**What you need to do**
Report every line in the rows below that contains the word "white". Letter case counts.

**Dataset records**

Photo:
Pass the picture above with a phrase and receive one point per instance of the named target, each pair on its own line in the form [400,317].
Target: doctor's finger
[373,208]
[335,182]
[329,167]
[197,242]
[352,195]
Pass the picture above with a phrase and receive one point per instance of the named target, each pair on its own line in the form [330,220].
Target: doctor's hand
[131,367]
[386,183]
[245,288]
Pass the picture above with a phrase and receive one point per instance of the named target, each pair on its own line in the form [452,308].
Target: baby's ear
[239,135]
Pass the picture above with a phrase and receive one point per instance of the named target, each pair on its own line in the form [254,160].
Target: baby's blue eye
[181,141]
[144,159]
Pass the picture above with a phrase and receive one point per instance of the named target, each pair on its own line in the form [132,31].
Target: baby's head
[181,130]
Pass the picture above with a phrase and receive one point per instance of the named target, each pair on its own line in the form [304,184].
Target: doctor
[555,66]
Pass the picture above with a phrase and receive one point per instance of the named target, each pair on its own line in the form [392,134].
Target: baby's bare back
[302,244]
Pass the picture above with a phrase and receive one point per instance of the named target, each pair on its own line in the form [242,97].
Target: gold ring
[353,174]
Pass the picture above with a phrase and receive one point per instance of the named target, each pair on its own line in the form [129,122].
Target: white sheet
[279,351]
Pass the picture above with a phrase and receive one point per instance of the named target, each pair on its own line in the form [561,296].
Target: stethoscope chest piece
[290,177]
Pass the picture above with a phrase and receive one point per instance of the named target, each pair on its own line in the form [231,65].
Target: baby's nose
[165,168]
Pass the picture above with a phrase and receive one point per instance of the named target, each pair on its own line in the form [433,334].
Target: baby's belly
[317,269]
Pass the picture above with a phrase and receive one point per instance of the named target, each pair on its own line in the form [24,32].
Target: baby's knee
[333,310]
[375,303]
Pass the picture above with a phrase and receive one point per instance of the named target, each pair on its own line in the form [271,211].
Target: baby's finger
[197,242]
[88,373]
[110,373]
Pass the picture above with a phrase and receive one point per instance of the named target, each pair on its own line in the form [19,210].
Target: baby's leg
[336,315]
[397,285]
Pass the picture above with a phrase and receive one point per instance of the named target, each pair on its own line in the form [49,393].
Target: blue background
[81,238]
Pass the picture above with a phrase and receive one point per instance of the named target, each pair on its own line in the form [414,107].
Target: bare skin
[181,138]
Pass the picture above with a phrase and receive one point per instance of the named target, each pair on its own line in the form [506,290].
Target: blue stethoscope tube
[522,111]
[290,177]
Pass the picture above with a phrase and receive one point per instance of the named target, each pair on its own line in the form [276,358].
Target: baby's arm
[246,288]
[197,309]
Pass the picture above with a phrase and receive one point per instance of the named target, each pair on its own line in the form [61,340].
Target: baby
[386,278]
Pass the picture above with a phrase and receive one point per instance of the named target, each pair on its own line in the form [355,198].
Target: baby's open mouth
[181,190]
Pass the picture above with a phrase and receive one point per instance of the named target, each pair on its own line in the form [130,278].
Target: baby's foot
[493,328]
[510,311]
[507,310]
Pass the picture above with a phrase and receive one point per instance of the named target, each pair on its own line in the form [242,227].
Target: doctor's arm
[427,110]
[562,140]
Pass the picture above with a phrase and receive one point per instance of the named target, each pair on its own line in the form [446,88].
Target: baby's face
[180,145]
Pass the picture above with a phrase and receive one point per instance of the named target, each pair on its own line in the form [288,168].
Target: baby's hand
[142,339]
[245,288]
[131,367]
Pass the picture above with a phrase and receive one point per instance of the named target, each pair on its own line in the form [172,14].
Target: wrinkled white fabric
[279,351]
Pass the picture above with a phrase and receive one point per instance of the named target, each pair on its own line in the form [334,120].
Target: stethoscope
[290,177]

--

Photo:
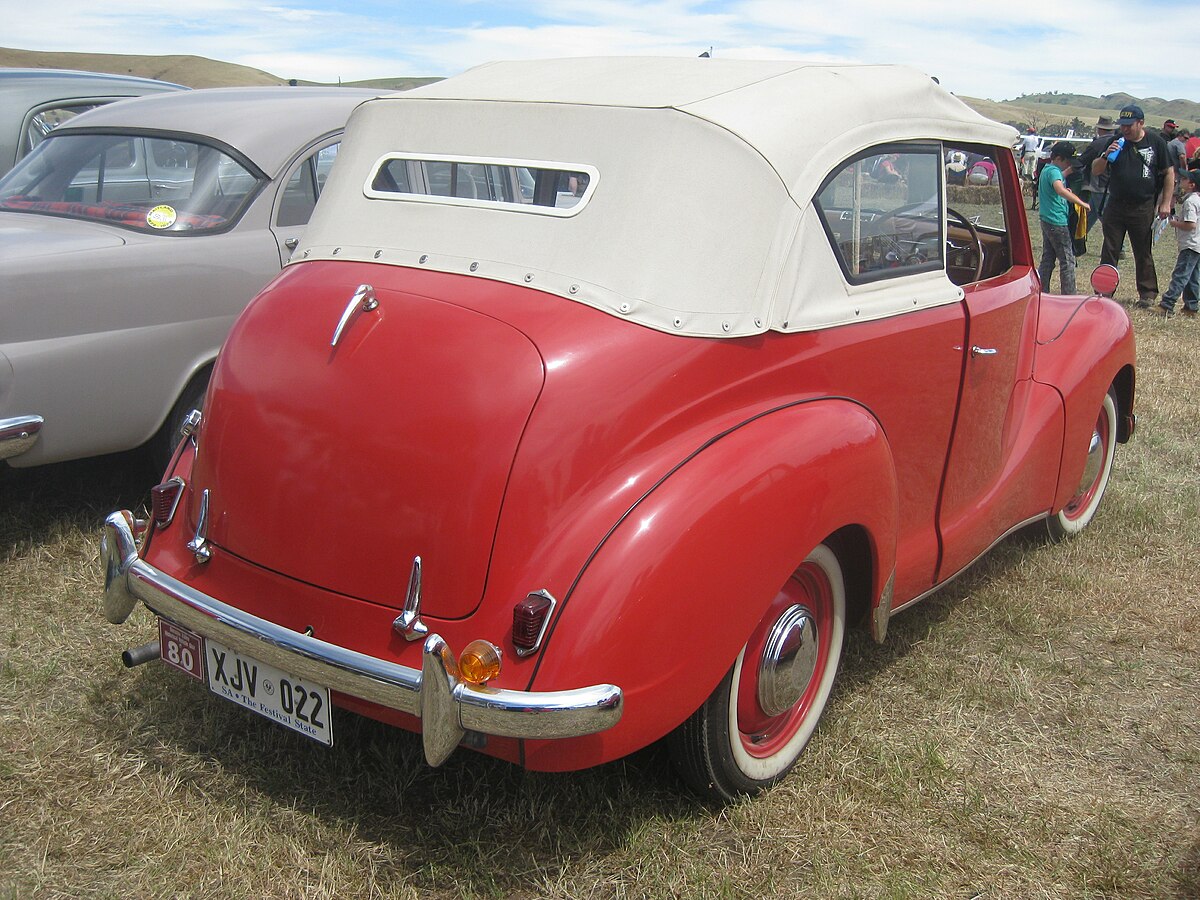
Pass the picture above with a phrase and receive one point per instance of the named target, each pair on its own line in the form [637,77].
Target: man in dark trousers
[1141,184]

**Full output**
Target: white sheet
Target: wrinkled white fabric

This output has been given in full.